● **EXTRAIT DU TEXTE**:
John Bunyan : Chaudronnier, Poète, Évangéliste

Première partie

1. Premières fondations

John Bunyan vit le jour le 30 novembre 1628, dans le cottage de Thomas Bonnion son père, à Elstow, comté de Bedford. Les Bonnion étaient une des vieilles familles du pays. Les Anglais, très friands de généalogies et soucieux toujours de se trouver quelque racine dans la génération de la Conquête, remontent volontiers de Bonnion d'où est sorti Bunyan à Bon John et de là à Bon Jean. C'est cependant problématique. Thomas Bonnion orthographiait son nom Bonnion ou Bunyan, indifféremment.

Thomas Bonnion était chaudronnier de son état. On sait de lui qu'il mit en terre successivement plusieurs épouses, en grande douleur ; mais que ne pouvant souffrir le long veuvage, il se remariait Invariablement un mois après les funérailles, au grand scandale des bonnes gens du pays. La mère de John était Dame Bunyan, la deuxième du nom.

● **EXTRAIT DES DONNÉES**:
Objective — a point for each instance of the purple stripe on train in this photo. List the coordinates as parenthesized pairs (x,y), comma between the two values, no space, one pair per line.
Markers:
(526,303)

● **TÂCHES ET EXERCICES**:
#1 D'après le texte sur John Bunyan, quel métier exerçait son père, Thomas Bonnion ?
#2 Recopiez tout le passage du texte sur John Bunyan, depuis « Première partie » jusqu'à « ou Bunyan, indifféremment. ».
#3 Relevez toutes les formes du nom de famille que cite le texte sur John Bunyan.
Les données sont un ensemble à part, distinct du texte.

● **RÉPONSES**:
#1 Il était chaudronnier.

#2
Première partie

1. Premières fondations

John Bunyan vit le jour le 30 novembre 1628, dans le cottage de Thomas Bonnion son père, à Elstow, comté de Bedford. Les Bonnion étaient une des vieilles familles du pays. Les Anglais, très friands de généalogies et soucieux toujours de se trouver quelque racine dans la génération de la Conquête, remontent volontiers de Bonnion d'où est sorti Bunyan à Bon John et de là à Bon Jean. C'est cependant problématique. Thomas Bonnion orthographiait son nom Bonnion ou Bunyan, indifféremment.

#3 Bonnion, Bunyan, Bon John, Bon Jean